Records from a dataset
____

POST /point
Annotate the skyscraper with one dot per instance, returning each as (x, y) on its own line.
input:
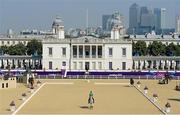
(109, 21)
(104, 21)
(163, 18)
(178, 26)
(134, 17)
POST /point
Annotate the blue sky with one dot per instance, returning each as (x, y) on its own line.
(39, 14)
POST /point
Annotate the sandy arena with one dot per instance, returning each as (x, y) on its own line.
(111, 97)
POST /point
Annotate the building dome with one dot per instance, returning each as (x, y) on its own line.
(57, 22)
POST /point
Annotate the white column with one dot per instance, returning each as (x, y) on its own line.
(10, 63)
(90, 55)
(77, 51)
(141, 64)
(0, 63)
(162, 64)
(96, 51)
(21, 63)
(136, 65)
(5, 63)
(168, 63)
(152, 62)
(84, 51)
(157, 64)
(146, 64)
(174, 64)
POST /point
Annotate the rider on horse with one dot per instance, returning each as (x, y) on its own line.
(91, 99)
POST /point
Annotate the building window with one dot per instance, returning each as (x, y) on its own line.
(74, 51)
(87, 66)
(87, 51)
(63, 63)
(93, 51)
(110, 66)
(123, 65)
(74, 65)
(80, 65)
(110, 52)
(99, 65)
(123, 51)
(6, 85)
(80, 51)
(50, 51)
(93, 65)
(24, 42)
(50, 64)
(99, 51)
(2, 85)
(63, 51)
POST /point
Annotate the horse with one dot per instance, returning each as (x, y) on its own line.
(91, 102)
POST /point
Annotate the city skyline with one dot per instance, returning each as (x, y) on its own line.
(39, 14)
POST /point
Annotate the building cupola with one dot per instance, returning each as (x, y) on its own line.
(58, 28)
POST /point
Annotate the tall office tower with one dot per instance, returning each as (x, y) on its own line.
(147, 20)
(58, 28)
(160, 16)
(178, 26)
(163, 18)
(134, 18)
(104, 21)
(158, 21)
(112, 20)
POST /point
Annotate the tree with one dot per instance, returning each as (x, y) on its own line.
(34, 46)
(156, 49)
(4, 49)
(18, 49)
(171, 50)
(140, 48)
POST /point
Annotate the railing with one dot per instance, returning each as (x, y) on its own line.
(53, 76)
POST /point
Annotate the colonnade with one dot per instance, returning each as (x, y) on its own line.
(23, 63)
(156, 64)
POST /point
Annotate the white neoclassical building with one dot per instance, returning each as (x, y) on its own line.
(114, 53)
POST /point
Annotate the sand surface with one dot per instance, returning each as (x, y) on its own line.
(109, 98)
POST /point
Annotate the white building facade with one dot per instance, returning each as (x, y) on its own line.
(178, 26)
(87, 53)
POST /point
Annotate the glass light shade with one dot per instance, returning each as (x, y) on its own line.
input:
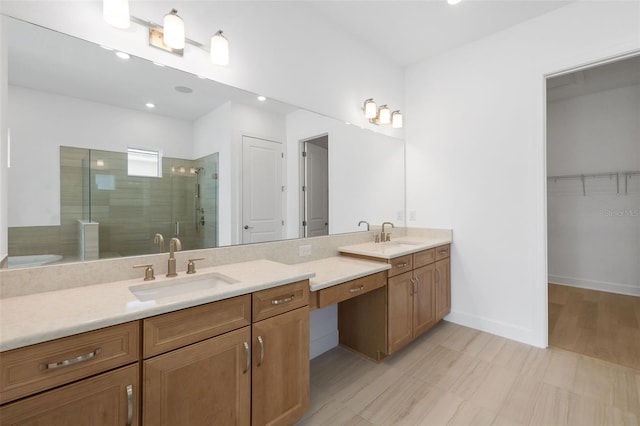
(384, 115)
(173, 32)
(219, 49)
(396, 119)
(370, 109)
(116, 13)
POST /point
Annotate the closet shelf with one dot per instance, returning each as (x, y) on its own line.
(626, 176)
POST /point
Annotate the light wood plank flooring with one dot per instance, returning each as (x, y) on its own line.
(595, 323)
(455, 375)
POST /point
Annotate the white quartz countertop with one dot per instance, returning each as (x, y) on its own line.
(339, 269)
(36, 318)
(391, 249)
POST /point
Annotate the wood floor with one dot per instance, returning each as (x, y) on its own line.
(455, 375)
(595, 323)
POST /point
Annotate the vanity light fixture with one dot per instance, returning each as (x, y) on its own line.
(381, 115)
(370, 109)
(170, 36)
(384, 115)
(173, 35)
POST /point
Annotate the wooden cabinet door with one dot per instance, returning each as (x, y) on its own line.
(424, 308)
(443, 287)
(280, 376)
(206, 383)
(109, 399)
(399, 311)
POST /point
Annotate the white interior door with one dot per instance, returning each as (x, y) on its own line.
(261, 190)
(316, 184)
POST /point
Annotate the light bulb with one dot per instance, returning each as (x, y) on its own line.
(384, 115)
(396, 119)
(173, 30)
(116, 13)
(370, 109)
(219, 49)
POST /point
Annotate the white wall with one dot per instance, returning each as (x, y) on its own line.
(366, 173)
(476, 156)
(283, 50)
(41, 122)
(4, 246)
(594, 240)
(212, 133)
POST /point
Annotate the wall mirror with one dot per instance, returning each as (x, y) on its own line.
(108, 153)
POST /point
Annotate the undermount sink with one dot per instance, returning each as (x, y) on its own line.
(177, 286)
(403, 243)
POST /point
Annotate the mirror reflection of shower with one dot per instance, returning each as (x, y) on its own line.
(199, 210)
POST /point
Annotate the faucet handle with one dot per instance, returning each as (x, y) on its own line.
(148, 273)
(191, 266)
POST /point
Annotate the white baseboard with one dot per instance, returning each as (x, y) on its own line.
(322, 344)
(596, 285)
(503, 329)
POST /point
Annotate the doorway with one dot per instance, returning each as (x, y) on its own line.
(314, 175)
(262, 218)
(593, 211)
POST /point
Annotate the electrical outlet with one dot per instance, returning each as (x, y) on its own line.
(304, 250)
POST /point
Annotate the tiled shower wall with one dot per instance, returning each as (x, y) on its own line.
(130, 210)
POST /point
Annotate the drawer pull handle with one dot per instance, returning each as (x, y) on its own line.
(281, 301)
(71, 361)
(129, 405)
(261, 360)
(248, 354)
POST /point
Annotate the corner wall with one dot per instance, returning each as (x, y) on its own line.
(476, 158)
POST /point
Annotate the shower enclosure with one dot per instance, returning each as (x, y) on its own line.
(130, 210)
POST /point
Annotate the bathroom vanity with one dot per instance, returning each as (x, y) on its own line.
(236, 335)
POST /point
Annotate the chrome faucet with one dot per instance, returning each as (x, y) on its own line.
(174, 244)
(383, 236)
(159, 240)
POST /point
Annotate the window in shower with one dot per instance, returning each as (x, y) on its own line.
(144, 162)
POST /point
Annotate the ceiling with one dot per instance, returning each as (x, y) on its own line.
(406, 32)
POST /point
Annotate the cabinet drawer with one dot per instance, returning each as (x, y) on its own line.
(45, 365)
(423, 258)
(442, 252)
(166, 332)
(338, 293)
(400, 265)
(277, 300)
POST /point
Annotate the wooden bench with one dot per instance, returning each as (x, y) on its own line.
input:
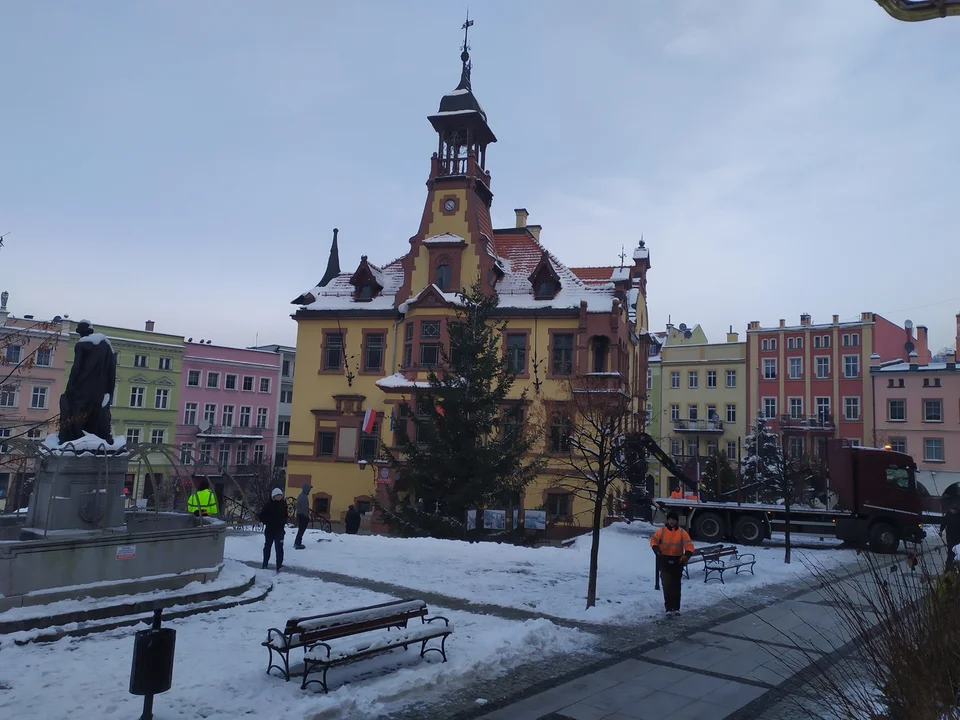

____

— YOUR INSTRUCTIONS —
Your copy should be the entries retyped exactly, with no images in it.

— ANSWER SPACE —
POST /point
Annotate the skyscraper with one dot per instance, returning each as (x, y) on its own line.
input:
(109, 21)
(104, 21)
(163, 18)
(178, 26)
(134, 17)
POST /point
Annotate the blue sky with one dot per instance, returning each as (x, y) on its own line.
(39, 14)
POST /point
Annotate the sandy arena with one dot per instance, returning each as (x, y) on its own line.
(111, 97)
POST /point
Annotate the building dome with one dot per instance, returning each as (x, y) on its own line.
(57, 22)
POST /point
Annotate the white column with one dot per instance, returning each as (x, y) on its own line.
(10, 63)
(90, 55)
(77, 51)
(141, 64)
(0, 63)
(162, 64)
(96, 51)
(21, 63)
(136, 65)
(5, 63)
(168, 63)
(152, 62)
(84, 51)
(157, 64)
(146, 64)
(174, 64)
POST /point
Annotate the rider on horse with one dot per instance, returning each as (x, y) on its own line.
(91, 99)
POST /point
Annotate the building window with one dot per instance, returning each as (x, y) on its own line.
(74, 51)
(87, 66)
(87, 51)
(63, 63)
(93, 51)
(110, 66)
(123, 65)
(74, 65)
(80, 65)
(110, 52)
(99, 65)
(123, 51)
(6, 85)
(80, 51)
(50, 51)
(93, 65)
(24, 42)
(50, 64)
(99, 51)
(2, 85)
(63, 51)
POST /point
Annotate the horse with one dot per instance, returning each as (x, y) on its own line.
(91, 102)
POST /point
Annotate the city skyline with one dot per instance, returning each as (x, y) on its own line.
(39, 14)
POST /point
Annotate the building cupola with one dot per instance, returning each as (x, y) on its own line.
(58, 28)
POST /point
Annotate the tall office tower with one dot per instance, returning each as (x, y) on its own line.
(147, 20)
(58, 28)
(160, 16)
(178, 26)
(163, 18)
(134, 18)
(104, 21)
(158, 21)
(112, 20)
POST /point
Annotate the tree with one dot per instance, returning each as (x, y) on its own line.
(34, 46)
(156, 49)
(4, 49)
(18, 49)
(171, 50)
(140, 48)
POST /point
Annotate the railing with one dot per instance, returning each as (x, y) on its own line.
(53, 76)
POST /point
Annotate the colonnade with one dot per instance, returning each as (x, y) on its own line.
(23, 63)
(156, 64)
POST /point
Annotate the white neoclassical building with one dot per instance, returning each as (x, y) on its own line.
(114, 53)
POST /point
Annotate the sand surface with one dot per instance, returning each as (x, y) on its own line.
(109, 98)
POST /point
Annotate the white building facade with one dot per instance, returning each as (x, y) on its own line.
(178, 26)
(87, 53)
POST /point
Annotate the glass light shade with one dot per instance, returning each as (x, y) on its own line.
input:
(384, 115)
(173, 32)
(219, 49)
(396, 119)
(370, 109)
(116, 13)
POST /point
Annotate the closet shelf with one dot per instance, returning each as (x, y) on its own line.
(626, 176)
POST /point
Annotate the light wood plank flooring with one dot per instance, returning each as (x, y) on its own line.
(595, 323)
(455, 375)
POST /point
Annotate the white quartz countertop with one dot per instance, returning each as (x, y) on its own line.
(339, 269)
(36, 318)
(391, 249)
POST /point
Annotate the wood floor with one dot per instance, returning each as (x, y) on its own line.
(455, 375)
(595, 323)
POST /point
Annotate the vanity light fixture with one dot per instance, returning each as (x, y) on its own line.
(381, 115)
(370, 109)
(170, 36)
(384, 115)
(173, 35)
POST /point
Annotate the wooden cabinet door with one dot per instance, returning each as (x, y) on its own line.
(424, 308)
(443, 287)
(280, 376)
(206, 383)
(109, 399)
(399, 311)
POST /point
Annotate the white interior door with one dot per instance, returning each as (x, y) on its own line.
(261, 190)
(316, 184)
POST /point
Annotate the light bulb with one dot per instance, returning each as (x, y) on its own line.
(384, 115)
(396, 119)
(173, 30)
(116, 13)
(370, 109)
(219, 49)
POST /point
Annotate the white wall with one dot per instance, returning each as (x, y) on its own line.
(366, 173)
(476, 156)
(283, 50)
(41, 122)
(4, 246)
(594, 240)
(212, 133)
POST /point
Annotate the wall mirror with one dot per instance, returning each as (x, y) on its own line.
(108, 153)
POST /point
Annotate the undermount sink with one dot per instance, returning each as (x, y) on its own line.
(177, 286)
(403, 243)
POST /point
Annotate the mirror reflection of shower with one dot per instance, returning each as (x, y) on its own line.
(199, 210)
POST /point
Annotate the faucet handle with one dot per instance, returning each as (x, y) on its own line.
(148, 273)
(191, 266)
POST /point
Annotate the white baseboard with one dot per instance, returning each as (x, y) on its own line.
(322, 344)
(596, 285)
(503, 329)
POST /point
Annotate the doorway with one dot per instance, returning each as (x, y) on its own line.
(314, 175)
(262, 218)
(593, 211)
POST /point
Annotate the electrical outlet with one dot per instance, returning each as (x, y) on its own line.
(304, 250)
POST /point
Annotate the tiled shower wall with one dot per instance, returning each as (x, y) on its own line.
(130, 210)
POST /point
Annotate the drawer pull handle with one dot per instance, returning each as (x, y) on its own line.
(281, 301)
(71, 361)
(129, 405)
(261, 360)
(248, 354)
POST /point
Annotate the corner wall with one dot per instance, returning each as (x, y) on its own line.
(476, 158)
POST /point
Annotate the shower enclosure with one dot per instance, returning each as (x, y) on its own line.
(130, 210)
POST /point
Annotate the bathroom vanity with one dot per instance, returning each as (x, y) on its own line.
(236, 335)
POST /point
Annotate the chrome faucet with one dot per instance, returning each as (x, y) on its own line.
(174, 244)
(383, 236)
(159, 240)
POST /point
Annotate the window in shower with one dot per instance, returning each as (x, y) on its own line.
(144, 162)
POST /point
Annotate the ceiling with one dot per instance, returning each as (x, y) on its own line.
(406, 32)
POST /point
Annotate the cabinet drawer with one dot per instance, returning each as (x, y) on its own line.
(45, 365)
(423, 258)
(442, 252)
(166, 332)
(338, 293)
(400, 265)
(277, 300)
POST /point
Annotate the wooden bench with one dot per instance, returning each as (x, y) on its own line.
input:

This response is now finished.